§ TASK OBJECTIVE: Could you copy out the entries from the first line that contains "the man's short" through the end of the entries, inclusive, keeping every line, but raise each coordinate in the answers by 63?

Object point labels:
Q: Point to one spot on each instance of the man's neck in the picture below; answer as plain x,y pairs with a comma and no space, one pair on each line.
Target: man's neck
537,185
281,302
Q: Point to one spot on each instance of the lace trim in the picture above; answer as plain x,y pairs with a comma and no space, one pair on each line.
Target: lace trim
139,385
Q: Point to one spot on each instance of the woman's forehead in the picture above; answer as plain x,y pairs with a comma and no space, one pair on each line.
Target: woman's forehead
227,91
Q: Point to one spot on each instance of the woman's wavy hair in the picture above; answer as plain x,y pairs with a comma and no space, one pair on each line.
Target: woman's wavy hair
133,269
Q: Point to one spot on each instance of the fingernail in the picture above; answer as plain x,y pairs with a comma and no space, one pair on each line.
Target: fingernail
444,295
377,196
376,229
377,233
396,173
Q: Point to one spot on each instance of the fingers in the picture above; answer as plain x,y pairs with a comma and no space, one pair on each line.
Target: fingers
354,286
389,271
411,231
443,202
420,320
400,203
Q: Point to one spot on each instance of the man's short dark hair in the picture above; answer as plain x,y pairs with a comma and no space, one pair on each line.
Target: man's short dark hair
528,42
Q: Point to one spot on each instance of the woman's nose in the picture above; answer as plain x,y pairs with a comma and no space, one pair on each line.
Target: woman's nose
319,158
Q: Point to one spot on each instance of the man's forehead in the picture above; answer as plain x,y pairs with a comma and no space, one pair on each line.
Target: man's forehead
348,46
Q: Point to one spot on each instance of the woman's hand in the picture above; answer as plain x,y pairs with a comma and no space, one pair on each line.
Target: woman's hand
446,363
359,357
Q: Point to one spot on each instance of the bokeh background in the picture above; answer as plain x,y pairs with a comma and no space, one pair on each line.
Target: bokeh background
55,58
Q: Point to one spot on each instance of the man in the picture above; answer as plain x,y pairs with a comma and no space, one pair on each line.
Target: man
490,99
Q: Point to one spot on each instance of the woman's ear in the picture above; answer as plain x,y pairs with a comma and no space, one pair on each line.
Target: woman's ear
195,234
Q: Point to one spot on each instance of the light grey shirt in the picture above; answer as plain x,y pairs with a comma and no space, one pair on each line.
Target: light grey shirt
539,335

§ EXERCISE SOLUTION:
Q: Point to one spot on each instance of the man's short dark hair in the picture above; answer as plain x,y pairs with a comma and no space, one pair on each line.
Target: man's short dark hair
591,105
Q: Point to one spot on each instance of the woman's nose in the picture above; answer as plain x,y pairs with a comma and no space, one pair on each line.
Target: woman's nose
382,221
Q: Point to one spot on each instance of the man's forehead in the picture above; answer as plain x,y pairs with a comma and no space, one pair on each line.
Target: man's forehead
411,109
Q: Point to one spot on each instance of the woman's hand in the picture above; answer as plain x,y pairs with a comma and no space, one pair on each line.
Target: woman's hand
509,426
422,420
Q: Point to one spot on each instance of the bokeh background in the picture above; answer as plain x,y pairs with a comma and no space, one pair on each line.
Target: bokeh background
118,121
Q: Point to one spot on each instance of the man in the picture above; answer as plain x,y pairs with a comma and no space, one pair on each line.
Target: man
553,162
Q: Point to one spot on each instance of the woman's ear in the picture above; answer as plain x,y pairs with a comma and no space, one pair on each line.
Target: woman's ear
258,297
Q: Point to one spot on each instance of the light grey shirt in the picture above; answer as plain x,y pairs with a comma and no space, one pair on each line.
Target: light grey shirt
602,398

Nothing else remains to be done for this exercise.